#### Document passage

▼▼▼

As my samples were in two lanes, I added the read count by samples with the following command:

cont_fc2=(cont_fc[1:(ncol(cont_fc)-1)] + cont_fc[2:ncol(cont_fc)])[c(T,F)]


That done, I started to analyze the differential expression with Deseq. The results I got were few genes differentially expressed as in the example below:

out of 20328 with nonzero total read count
LFC> 0 (up): 1, 0.0049%
LFC <0 (down): 4, 0.02%
outliers [1]: 22, 0.11%
low counts [2]: 0, 0%
(mean count <0)


Most of the analyzes were made using the “Beginner's guide to using the DESeq2 package”, by Love, M .; Anders, S. and Huber, W. I did the test with EdgeR, but the results were similar. To check if I did something wrong, I used the data that was used in the mentioned guide, data from the "parathyroidSE" package and also the raw RNA sequencing data mentioned in this guide so that I could do the same steps that I did with my data. I used the same parameters that I used in my data. This was done to check if something I did before the differential expression analysis, had an influence on the low results I found. The results were as follows:

out of 32082 with nonzero total read count
LFC> 0 (up): 38, 0.12%
LFC <0 (down): 44, 0.14%
outliers [1]: 0, 0%
low counts [2]: 24200, 75%
(mean count <210)

▲▲▲

#### Dataset content

▼▼▼

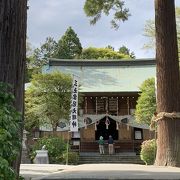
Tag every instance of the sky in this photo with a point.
(53, 17)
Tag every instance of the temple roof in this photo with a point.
(106, 75)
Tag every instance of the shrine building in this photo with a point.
(110, 89)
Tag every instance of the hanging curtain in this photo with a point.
(96, 123)
(117, 125)
(85, 123)
(107, 122)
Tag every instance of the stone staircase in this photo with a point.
(120, 158)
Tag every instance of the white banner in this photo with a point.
(74, 106)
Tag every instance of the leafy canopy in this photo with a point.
(48, 100)
(124, 50)
(69, 46)
(146, 103)
(94, 9)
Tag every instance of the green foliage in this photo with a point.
(124, 50)
(55, 146)
(146, 103)
(148, 151)
(69, 46)
(6, 172)
(9, 132)
(73, 158)
(46, 51)
(48, 100)
(102, 53)
(94, 9)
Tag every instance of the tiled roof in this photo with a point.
(106, 75)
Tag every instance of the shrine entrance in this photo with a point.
(103, 131)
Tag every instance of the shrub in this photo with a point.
(73, 158)
(10, 143)
(55, 146)
(148, 151)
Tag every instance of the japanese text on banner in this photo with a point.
(74, 106)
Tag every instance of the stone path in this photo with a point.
(106, 171)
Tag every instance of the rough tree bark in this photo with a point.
(168, 83)
(13, 18)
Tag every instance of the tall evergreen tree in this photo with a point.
(168, 84)
(13, 51)
(69, 46)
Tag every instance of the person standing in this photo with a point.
(110, 145)
(101, 145)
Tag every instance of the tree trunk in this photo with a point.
(168, 84)
(13, 18)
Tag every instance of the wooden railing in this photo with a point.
(129, 146)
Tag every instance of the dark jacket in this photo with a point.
(110, 140)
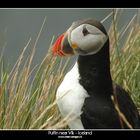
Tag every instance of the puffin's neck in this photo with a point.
(94, 72)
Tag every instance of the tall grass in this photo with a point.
(27, 100)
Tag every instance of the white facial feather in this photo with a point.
(90, 43)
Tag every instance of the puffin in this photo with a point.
(85, 94)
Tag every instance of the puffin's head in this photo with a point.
(84, 37)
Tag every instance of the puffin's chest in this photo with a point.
(70, 94)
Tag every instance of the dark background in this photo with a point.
(18, 25)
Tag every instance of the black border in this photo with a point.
(70, 4)
(45, 134)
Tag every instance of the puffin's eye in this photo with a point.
(85, 31)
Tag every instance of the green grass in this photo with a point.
(27, 95)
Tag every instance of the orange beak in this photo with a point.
(57, 47)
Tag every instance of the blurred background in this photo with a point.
(18, 25)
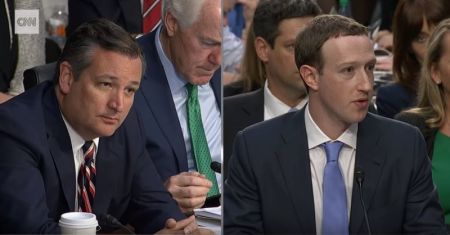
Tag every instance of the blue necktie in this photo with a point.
(335, 219)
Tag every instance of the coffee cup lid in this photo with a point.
(78, 220)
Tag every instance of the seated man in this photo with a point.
(44, 166)
(295, 174)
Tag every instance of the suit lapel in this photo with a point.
(106, 164)
(370, 158)
(60, 147)
(254, 107)
(159, 100)
(293, 157)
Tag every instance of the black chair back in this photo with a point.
(38, 74)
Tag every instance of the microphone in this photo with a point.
(111, 221)
(216, 167)
(359, 176)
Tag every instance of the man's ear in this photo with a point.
(170, 23)
(66, 77)
(262, 49)
(310, 76)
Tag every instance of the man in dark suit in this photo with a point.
(8, 47)
(275, 24)
(43, 166)
(184, 52)
(125, 13)
(294, 173)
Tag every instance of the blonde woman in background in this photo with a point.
(432, 114)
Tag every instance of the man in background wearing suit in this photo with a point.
(183, 55)
(46, 170)
(275, 24)
(8, 48)
(280, 180)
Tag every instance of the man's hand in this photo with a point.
(185, 226)
(189, 189)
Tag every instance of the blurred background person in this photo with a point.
(275, 26)
(414, 20)
(432, 113)
(8, 47)
(135, 16)
(232, 47)
(21, 51)
(180, 100)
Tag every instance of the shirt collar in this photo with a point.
(316, 136)
(175, 80)
(75, 139)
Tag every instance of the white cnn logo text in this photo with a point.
(27, 21)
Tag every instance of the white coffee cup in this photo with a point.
(78, 223)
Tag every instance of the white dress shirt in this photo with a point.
(211, 119)
(273, 107)
(318, 160)
(77, 143)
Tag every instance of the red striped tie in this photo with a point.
(86, 179)
(151, 15)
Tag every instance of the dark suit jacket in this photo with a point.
(8, 51)
(418, 121)
(125, 13)
(155, 105)
(269, 187)
(239, 112)
(393, 98)
(38, 173)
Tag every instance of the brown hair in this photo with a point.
(407, 25)
(309, 42)
(431, 98)
(99, 33)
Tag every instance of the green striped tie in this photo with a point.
(198, 139)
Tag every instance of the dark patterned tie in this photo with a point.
(86, 179)
(335, 219)
(199, 143)
(151, 15)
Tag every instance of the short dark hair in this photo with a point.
(309, 42)
(100, 33)
(269, 14)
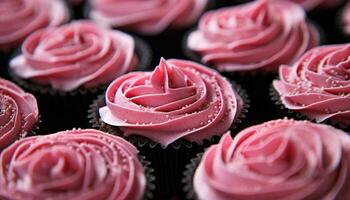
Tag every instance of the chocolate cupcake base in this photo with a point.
(67, 110)
(169, 161)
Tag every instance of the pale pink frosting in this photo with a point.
(318, 85)
(281, 159)
(147, 17)
(259, 35)
(19, 18)
(345, 17)
(18, 113)
(312, 4)
(79, 54)
(78, 164)
(179, 99)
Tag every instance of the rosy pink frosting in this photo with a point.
(318, 85)
(78, 164)
(345, 17)
(19, 18)
(311, 4)
(79, 54)
(255, 36)
(281, 159)
(18, 113)
(147, 17)
(159, 105)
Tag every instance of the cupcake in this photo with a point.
(18, 113)
(159, 22)
(19, 18)
(153, 111)
(147, 17)
(256, 36)
(67, 66)
(78, 164)
(318, 85)
(345, 20)
(313, 4)
(281, 159)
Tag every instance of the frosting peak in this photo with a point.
(19, 18)
(147, 17)
(78, 164)
(157, 104)
(18, 113)
(79, 54)
(318, 84)
(281, 159)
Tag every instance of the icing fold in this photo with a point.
(281, 159)
(18, 113)
(78, 164)
(259, 35)
(79, 54)
(159, 105)
(318, 84)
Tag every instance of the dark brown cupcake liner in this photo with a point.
(169, 161)
(150, 178)
(188, 175)
(285, 112)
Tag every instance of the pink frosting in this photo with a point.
(147, 17)
(79, 54)
(259, 35)
(318, 85)
(78, 164)
(311, 4)
(159, 105)
(281, 159)
(19, 18)
(18, 113)
(345, 17)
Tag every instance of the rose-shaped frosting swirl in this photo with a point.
(281, 159)
(311, 4)
(18, 112)
(78, 164)
(79, 54)
(259, 35)
(147, 17)
(19, 18)
(318, 85)
(159, 105)
(345, 19)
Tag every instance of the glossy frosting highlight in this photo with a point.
(345, 19)
(318, 84)
(19, 18)
(79, 54)
(18, 113)
(259, 35)
(281, 159)
(78, 164)
(159, 105)
(147, 17)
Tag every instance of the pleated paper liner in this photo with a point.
(169, 162)
(188, 175)
(65, 110)
(150, 178)
(285, 112)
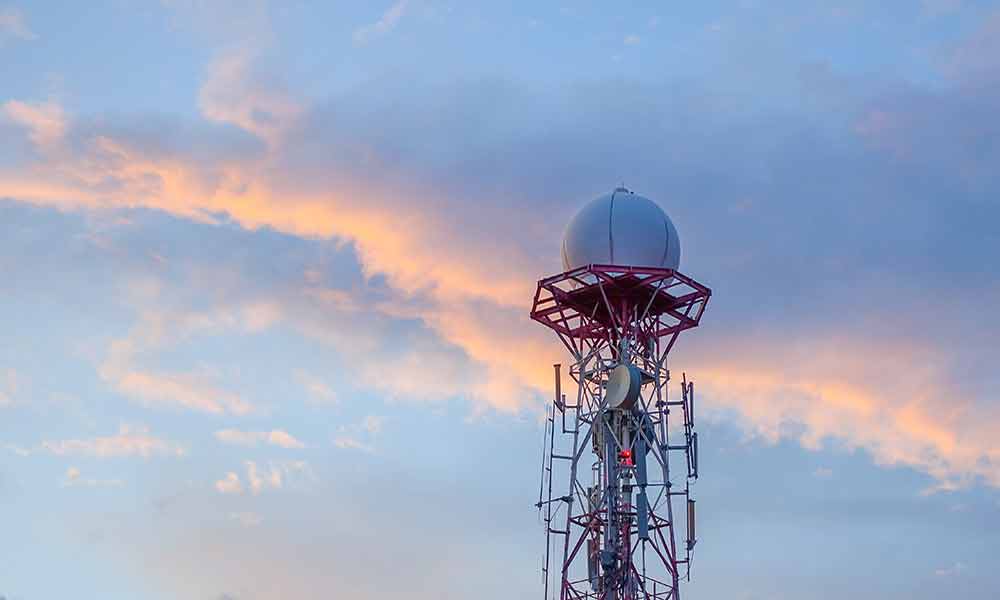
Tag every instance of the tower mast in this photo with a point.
(612, 528)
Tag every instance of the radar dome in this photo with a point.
(621, 228)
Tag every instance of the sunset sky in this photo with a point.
(266, 268)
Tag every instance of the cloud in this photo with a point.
(8, 386)
(230, 484)
(956, 569)
(454, 235)
(74, 479)
(246, 519)
(360, 436)
(45, 122)
(386, 23)
(317, 389)
(275, 475)
(131, 440)
(12, 24)
(189, 390)
(276, 437)
(236, 92)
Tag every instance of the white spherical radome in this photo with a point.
(621, 228)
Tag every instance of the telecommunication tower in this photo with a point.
(618, 512)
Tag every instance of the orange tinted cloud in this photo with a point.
(475, 295)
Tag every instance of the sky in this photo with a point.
(266, 268)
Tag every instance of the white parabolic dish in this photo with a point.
(621, 228)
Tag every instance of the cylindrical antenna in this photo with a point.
(559, 399)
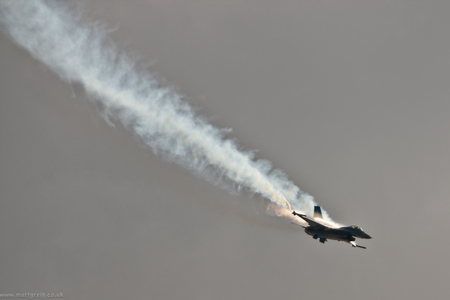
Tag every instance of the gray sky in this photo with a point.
(349, 99)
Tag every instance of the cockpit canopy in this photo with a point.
(356, 227)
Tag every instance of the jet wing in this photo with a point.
(310, 221)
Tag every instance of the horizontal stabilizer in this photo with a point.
(359, 246)
(317, 212)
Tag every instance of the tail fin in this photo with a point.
(317, 212)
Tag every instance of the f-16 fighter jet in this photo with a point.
(319, 229)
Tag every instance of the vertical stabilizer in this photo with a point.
(317, 212)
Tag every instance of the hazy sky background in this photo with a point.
(348, 98)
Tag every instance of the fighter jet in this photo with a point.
(320, 229)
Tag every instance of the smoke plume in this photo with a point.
(81, 52)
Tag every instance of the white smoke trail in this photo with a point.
(81, 52)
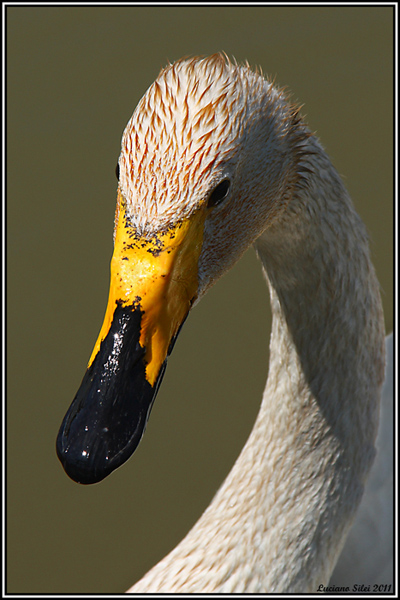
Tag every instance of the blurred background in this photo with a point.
(74, 77)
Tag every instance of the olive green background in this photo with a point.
(74, 77)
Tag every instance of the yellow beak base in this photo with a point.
(153, 285)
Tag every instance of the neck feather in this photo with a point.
(279, 520)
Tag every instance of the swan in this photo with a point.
(216, 158)
(367, 555)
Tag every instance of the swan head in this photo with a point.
(204, 127)
(208, 160)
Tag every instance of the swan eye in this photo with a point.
(219, 193)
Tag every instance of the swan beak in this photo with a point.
(152, 287)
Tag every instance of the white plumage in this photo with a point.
(279, 521)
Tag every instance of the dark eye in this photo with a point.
(219, 193)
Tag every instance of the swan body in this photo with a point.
(214, 159)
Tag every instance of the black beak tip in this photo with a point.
(81, 465)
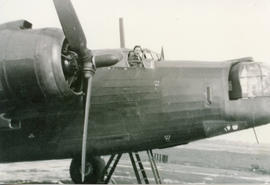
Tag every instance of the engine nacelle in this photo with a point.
(30, 67)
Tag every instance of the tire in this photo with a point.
(94, 170)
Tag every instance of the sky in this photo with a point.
(207, 30)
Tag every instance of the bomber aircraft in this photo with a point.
(49, 79)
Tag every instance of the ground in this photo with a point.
(207, 162)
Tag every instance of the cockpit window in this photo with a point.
(249, 79)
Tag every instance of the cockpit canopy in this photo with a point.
(249, 79)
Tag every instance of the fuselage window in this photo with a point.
(208, 95)
(248, 80)
(251, 80)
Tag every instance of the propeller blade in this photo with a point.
(85, 127)
(122, 33)
(71, 25)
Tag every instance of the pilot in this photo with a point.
(135, 57)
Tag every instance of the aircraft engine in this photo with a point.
(36, 66)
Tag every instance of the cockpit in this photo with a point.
(248, 80)
(142, 58)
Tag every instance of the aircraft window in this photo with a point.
(148, 55)
(208, 96)
(249, 79)
(265, 80)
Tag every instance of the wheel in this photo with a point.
(94, 167)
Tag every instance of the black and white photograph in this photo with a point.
(134, 92)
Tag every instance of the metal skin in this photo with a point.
(133, 109)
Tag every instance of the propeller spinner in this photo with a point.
(77, 41)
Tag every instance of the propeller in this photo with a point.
(77, 42)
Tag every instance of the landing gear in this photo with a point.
(94, 168)
(137, 165)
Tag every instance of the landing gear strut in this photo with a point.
(112, 163)
(94, 167)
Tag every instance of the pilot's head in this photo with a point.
(137, 50)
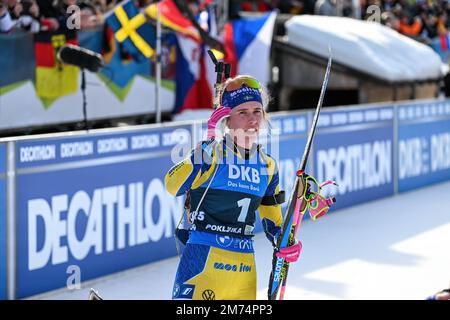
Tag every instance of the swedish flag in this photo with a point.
(132, 30)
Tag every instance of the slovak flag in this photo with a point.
(247, 43)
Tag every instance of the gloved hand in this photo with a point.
(290, 254)
(215, 117)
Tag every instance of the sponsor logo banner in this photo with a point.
(90, 206)
(355, 148)
(423, 144)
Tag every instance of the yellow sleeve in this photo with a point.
(192, 171)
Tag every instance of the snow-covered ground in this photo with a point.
(395, 248)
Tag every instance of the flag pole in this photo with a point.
(158, 64)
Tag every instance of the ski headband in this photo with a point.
(232, 99)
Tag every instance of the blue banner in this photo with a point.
(2, 221)
(423, 144)
(354, 147)
(92, 205)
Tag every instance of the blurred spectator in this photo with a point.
(290, 6)
(256, 5)
(6, 23)
(20, 15)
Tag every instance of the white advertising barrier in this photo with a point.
(92, 204)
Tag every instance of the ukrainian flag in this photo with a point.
(132, 30)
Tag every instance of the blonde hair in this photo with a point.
(222, 125)
(265, 96)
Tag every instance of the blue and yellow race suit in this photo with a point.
(218, 261)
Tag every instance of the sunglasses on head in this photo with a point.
(240, 82)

▲▲▲

#### Problems and tasks
1) According to the forum post on differential expression, what package supplied the data used in the guide that the poster reran?
2) Transcribe the forum post on differential expression, starting with "out of 32082" and going on through "(mean count <210)".

#### Completed exercise
1) The "parathyroidSE" package.

2)
out of 32082 with nonzero total read count
LFC> 0 (up): 38, 0.12%
LFC <0 (down): 44, 0.14%
outliers [1]: 0, 0%
low counts [2]: 24200, 75%
(mean count <210)